**Exercise prompt**:
Copy the data exactly, pictures aside.

**Materials provided**:
========

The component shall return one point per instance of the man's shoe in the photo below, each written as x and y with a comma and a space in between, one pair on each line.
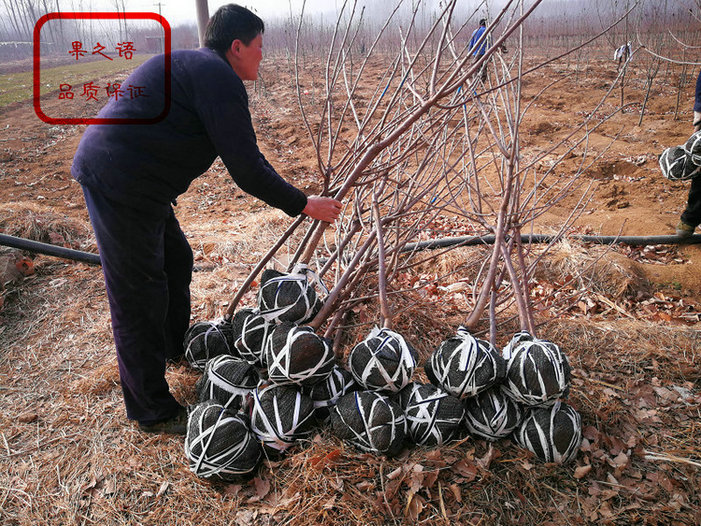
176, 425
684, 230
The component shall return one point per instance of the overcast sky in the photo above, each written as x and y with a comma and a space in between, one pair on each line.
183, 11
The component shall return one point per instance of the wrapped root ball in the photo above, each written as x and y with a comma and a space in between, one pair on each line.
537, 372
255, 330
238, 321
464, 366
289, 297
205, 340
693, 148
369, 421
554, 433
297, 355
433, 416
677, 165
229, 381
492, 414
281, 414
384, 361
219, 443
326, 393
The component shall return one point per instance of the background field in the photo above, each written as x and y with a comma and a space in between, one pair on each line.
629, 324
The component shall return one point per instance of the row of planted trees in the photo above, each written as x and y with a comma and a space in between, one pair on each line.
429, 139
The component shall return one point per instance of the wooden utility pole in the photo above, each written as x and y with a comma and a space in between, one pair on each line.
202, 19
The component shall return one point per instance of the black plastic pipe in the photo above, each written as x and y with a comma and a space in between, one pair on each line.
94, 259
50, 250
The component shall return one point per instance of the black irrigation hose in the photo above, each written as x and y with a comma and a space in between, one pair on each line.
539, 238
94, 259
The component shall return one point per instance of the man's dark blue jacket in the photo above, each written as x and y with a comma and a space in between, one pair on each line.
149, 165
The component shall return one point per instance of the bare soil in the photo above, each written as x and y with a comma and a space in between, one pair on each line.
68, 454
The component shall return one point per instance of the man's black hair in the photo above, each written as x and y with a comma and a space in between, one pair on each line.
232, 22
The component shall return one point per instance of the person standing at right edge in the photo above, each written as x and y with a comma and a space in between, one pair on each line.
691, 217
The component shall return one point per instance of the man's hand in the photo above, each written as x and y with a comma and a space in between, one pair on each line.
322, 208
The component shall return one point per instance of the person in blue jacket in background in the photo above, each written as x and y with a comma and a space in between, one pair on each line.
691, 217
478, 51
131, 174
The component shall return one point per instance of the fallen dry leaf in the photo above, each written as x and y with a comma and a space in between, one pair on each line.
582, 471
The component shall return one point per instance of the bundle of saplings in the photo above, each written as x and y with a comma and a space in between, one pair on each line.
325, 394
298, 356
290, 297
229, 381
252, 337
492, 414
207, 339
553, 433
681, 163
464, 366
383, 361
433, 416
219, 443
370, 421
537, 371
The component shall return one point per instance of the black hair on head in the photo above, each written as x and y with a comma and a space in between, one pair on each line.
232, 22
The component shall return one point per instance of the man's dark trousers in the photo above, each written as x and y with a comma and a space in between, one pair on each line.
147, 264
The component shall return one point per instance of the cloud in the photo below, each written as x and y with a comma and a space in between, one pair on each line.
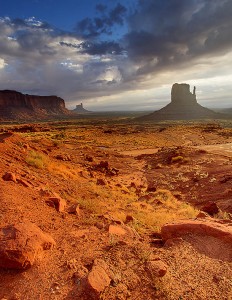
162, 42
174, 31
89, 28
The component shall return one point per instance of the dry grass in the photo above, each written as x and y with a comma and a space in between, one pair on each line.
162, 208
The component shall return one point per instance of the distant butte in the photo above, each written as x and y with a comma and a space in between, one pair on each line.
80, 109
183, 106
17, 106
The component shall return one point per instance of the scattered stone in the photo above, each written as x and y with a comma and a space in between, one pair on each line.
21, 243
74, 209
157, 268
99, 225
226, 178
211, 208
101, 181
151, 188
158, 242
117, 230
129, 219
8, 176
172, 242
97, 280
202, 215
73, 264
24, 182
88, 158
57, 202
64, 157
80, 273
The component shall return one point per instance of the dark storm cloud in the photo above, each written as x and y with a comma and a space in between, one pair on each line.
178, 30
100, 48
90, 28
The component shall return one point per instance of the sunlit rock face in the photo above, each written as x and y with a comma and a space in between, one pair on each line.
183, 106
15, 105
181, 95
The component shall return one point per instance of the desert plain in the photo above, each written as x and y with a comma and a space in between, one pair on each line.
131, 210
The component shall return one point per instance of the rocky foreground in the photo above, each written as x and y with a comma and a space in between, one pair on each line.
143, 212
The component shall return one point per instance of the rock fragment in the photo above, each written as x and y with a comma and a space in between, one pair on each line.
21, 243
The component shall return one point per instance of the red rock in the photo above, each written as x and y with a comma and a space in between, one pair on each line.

========

**Answer to this task**:
The component shall return one point per instance of the man's shoe in the photo below, each written as x and y with a comma and a space in between, one pair on each line.
176, 425
684, 230
The component shall return one point per instance of the overcast sky in the photo above, each written as x and y with a comma and a space in between, one pair on each line.
183, 11
The component shall return one point per instance of the wrapped root ball in the photo above, each written as x and y with a comma and a space in between, one pair on each line.
537, 372
255, 330
238, 321
464, 366
289, 297
205, 340
693, 148
369, 421
554, 433
297, 355
433, 416
677, 165
229, 381
492, 414
281, 414
384, 361
219, 443
326, 393
The component shall return one point per instance of the background field in the photo above, each written as x and y with a comma and a space in between, one pair on each line.
629, 324
The component shall return one point per instance of the row of planted trees in the photo above, each written as x and y with a comma and a space in between, one pair on each line.
429, 139
The component shall return one point per instance of the wooden utility pole in the photo above, each written as x and y with a comma and a space in between, one pair on each line.
202, 19
The component shall return one point per instance of the black plastic pipe in the photo above, each written as x and y with a comma and a space in between, one pair on each line.
94, 259
50, 250
The component shall return one point per instance of the black irrigation hose in the photo above, each written as x and y with a comma and a space in between, one pair on each line.
539, 238
94, 259
The component shall return one point per instance of the man's dark blue jacket in the photo above, each written as x and y with a comma and a space in between, one pair on each line.
149, 165
The component shall return one point per instance of the bare soil in the photo above, each written as x and y with a comma and a space in between, one pair on each line.
68, 454
The component shall return one point per instance of the man's black hair in the photo above, each written as x and y with a comma and a space in between, one pair on each line.
232, 22
The component shall return one point per instance of the person standing at right edge in the photo above, each written as x and y with a comma and a space in between, one pair on each line.
691, 217
The component shall return one point per instance of the man's hand in the photo above, each written as x and y with a comma and a space in between, one pair on each line.
322, 208
The component shall return one point per instance of the person in blue jacket in background in the photo above, each written as x and y with a comma and a space in between, one pair on each line.
691, 217
478, 51
131, 174
The component shall return one point per instance of the fallen dry leaf in the photo above, each written as x and y with a comma and a space in between, one pair on each line.
582, 471
The component shall return one point per instance of the bundle of saplings in the photo above, each written as x and y with a comma and a space in between, one pair on each line.
325, 394
298, 356
290, 297
229, 381
252, 337
492, 414
207, 339
553, 433
681, 163
464, 366
383, 361
433, 416
219, 443
370, 421
537, 371
The component shall return one point per instance of the black hair on head in the photo above, each written as x and y with a comma and a space in between, one pair on each line.
232, 22
The component shall return one point per instance of the man's dark trousers in the photo above, each written as x and y with a comma and a space in between, one pair on each line.
147, 264
The component shall return one point per instance of the cloud in the photo below, each written as x and y with a comma and a space in between, one pair on each line.
162, 42
174, 31
89, 28
The component shall return one point per instance of the dry grass in the photo above, each written as x and y with a comma and a space in between, one pair on each line.
162, 208
The component shall return one point per instance of the distant butte in the photo above, each written as x and y with a comma and a space in between, one pair on each line.
80, 109
183, 106
17, 106
The component shall return one point per instance of the scattered stone in the photo above, each written as x and y with a comma and a space in between, one pair on each line.
21, 243
74, 209
157, 268
99, 225
226, 178
211, 208
101, 181
151, 188
158, 242
117, 230
129, 219
8, 176
172, 242
97, 280
202, 215
73, 264
24, 182
88, 158
57, 202
64, 157
80, 273
The component shall return one point per instance of the dark storm cloud in the photo above, each written as x and y with a comma and a space in between, one pair on each line.
178, 30
100, 48
90, 28
The component shall return one point per instance of the sunlit rock face in the photo above, each written as x and y with a comma and a space in between, one pair on each line.
183, 106
15, 105
181, 95
The component shall return one point per instance of the desert plain in the photo above, each written as x and y with a comma and a space in between, one pair on each line.
131, 210
The component shall return one point per instance of the rocky foreground in the photo above, each written as x and y with a comma and a space in between, one pair on each line.
143, 212
The component shall return one point per instance of the rock fragment in the photo above, each written as x and y with a comma and a space in between, one pair on each line.
21, 243
The component shall return one point per instance of the red rock in the photo above, each written as x and y with a comma and a space in between, one pair on each line.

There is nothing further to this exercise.